Retype, without alteration, each line from the line containing "Could you point to the white plastic" to the final line of the records.

* Begin DATASET ENTRIES *

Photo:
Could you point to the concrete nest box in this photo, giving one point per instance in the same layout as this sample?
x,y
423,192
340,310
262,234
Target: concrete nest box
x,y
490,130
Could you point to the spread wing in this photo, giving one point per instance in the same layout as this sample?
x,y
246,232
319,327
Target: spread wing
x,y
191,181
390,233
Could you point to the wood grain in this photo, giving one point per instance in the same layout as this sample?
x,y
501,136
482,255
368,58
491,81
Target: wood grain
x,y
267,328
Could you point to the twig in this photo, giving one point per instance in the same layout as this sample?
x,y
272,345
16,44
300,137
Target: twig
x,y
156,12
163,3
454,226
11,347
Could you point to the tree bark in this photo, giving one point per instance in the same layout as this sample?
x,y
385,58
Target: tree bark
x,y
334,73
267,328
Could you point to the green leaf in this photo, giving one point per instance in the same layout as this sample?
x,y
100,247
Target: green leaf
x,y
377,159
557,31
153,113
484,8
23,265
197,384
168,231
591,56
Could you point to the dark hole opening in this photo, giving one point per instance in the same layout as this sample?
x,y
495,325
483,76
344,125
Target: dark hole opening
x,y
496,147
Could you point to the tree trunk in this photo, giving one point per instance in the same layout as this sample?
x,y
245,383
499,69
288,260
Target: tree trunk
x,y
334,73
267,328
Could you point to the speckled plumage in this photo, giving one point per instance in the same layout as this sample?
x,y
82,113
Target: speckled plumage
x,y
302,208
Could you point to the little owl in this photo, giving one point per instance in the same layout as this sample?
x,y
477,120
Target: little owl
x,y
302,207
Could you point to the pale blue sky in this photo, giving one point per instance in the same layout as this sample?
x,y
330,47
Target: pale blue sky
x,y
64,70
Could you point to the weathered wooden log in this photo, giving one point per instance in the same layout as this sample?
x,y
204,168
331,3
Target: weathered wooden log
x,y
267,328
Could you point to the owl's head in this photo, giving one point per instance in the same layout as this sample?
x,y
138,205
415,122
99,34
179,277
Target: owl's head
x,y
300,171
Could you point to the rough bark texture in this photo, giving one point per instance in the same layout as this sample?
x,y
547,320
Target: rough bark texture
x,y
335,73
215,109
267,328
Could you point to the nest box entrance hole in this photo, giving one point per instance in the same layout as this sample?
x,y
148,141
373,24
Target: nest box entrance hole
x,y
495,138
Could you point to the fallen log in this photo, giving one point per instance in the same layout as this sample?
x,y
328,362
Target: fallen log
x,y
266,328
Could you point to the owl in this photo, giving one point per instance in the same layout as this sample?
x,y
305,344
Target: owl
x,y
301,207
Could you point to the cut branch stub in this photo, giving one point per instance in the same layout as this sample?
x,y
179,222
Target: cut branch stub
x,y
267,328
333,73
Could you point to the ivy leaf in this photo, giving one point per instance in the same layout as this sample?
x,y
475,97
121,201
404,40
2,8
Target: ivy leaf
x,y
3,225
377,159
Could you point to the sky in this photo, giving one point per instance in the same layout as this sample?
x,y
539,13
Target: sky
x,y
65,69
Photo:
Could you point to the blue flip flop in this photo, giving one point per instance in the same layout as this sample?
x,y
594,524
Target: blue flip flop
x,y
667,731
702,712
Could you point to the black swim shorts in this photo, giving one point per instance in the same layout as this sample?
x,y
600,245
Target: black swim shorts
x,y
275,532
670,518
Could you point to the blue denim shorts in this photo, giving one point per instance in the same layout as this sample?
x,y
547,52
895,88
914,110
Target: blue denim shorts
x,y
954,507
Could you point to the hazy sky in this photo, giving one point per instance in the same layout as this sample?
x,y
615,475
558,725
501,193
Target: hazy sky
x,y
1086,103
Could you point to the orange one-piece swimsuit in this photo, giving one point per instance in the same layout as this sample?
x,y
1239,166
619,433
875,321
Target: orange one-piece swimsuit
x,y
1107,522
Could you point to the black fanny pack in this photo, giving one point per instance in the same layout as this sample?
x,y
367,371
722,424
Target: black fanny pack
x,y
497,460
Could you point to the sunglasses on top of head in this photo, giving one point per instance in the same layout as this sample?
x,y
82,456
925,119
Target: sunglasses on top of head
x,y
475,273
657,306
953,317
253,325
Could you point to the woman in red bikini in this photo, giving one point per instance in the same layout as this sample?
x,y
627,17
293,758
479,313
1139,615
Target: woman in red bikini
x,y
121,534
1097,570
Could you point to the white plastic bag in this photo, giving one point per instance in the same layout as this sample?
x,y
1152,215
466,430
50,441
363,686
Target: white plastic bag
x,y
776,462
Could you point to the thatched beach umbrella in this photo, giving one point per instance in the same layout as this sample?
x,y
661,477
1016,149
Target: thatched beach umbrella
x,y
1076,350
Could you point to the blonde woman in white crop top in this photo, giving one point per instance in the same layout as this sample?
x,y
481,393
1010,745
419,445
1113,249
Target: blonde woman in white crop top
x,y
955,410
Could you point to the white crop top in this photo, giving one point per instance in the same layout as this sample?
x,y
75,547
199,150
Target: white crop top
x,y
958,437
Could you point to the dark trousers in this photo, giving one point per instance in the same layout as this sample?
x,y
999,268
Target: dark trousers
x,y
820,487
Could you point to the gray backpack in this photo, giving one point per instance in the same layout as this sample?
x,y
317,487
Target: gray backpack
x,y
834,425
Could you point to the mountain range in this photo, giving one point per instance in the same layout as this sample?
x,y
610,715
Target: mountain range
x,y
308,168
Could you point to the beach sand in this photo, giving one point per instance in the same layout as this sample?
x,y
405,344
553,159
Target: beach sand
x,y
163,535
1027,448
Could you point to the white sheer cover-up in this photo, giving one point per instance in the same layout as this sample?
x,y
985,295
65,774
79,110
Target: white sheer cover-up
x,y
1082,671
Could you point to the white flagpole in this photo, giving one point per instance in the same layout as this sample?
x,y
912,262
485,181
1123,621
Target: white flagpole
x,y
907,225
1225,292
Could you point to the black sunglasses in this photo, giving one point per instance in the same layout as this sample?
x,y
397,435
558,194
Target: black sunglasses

* End DATASET ENTRIES *

COMPLETE OUTPUT:
Could you point to the white plastic bag in this photo, giving one point per instance in the same layout as this sample?
x,y
1152,215
466,430
50,441
363,686
Target: white plastic bag
x,y
776,462
Could you point to the thatched beach umbrella in this photo, giving one point per instance in the same layout as this sample?
x,y
661,477
1016,149
Target: thatched beach umbrella
x,y
1076,350
Could you point to the blonde woman in white crop top in this photo, giving one point per instance in the same layout as this sample?
x,y
481,393
1010,745
419,445
1113,249
Target: blonde woman in white crop top
x,y
955,410
Could you point to the white crop top in this photo, giving one point per instance in the same layout as this sample?
x,y
75,547
199,150
Target: white crop top
x,y
958,437
Could you point to the dark trousers in this photo, giving one point per instance in the same layout as this sample?
x,y
999,268
Target: dark trousers
x,y
820,487
Could you point to the gray backpack in this photo, giving one point per instance in the same layout as this sample?
x,y
317,487
Target: gray backpack
x,y
834,425
Could you point to the mountain range in this photo, giving one point per instance in the same layout as this sample?
x,y
610,715
Target: mountain range
x,y
308,168
Could you point to the beach sand in this photo, giving one point per instance in the same layout as this sample?
x,y
405,344
553,159
Target: beach sand
x,y
163,535
1027,448
Could you point to the white sheer cover-up in this photo, giving one point per instance in the same layout as this sample?
x,y
985,295
65,774
79,110
Target: white sheer cover-up
x,y
1082,671
Could you point to the white flagpole in this photo, giving one point per instance in the same layout as this sample?
x,y
912,262
485,181
1123,621
Target: white flagpole
x,y
907,225
1225,292
Could you point to the black sunglasses in this photo, giving one point per instance in the same layout as this sample?
x,y
397,435
558,194
Target: black sunglasses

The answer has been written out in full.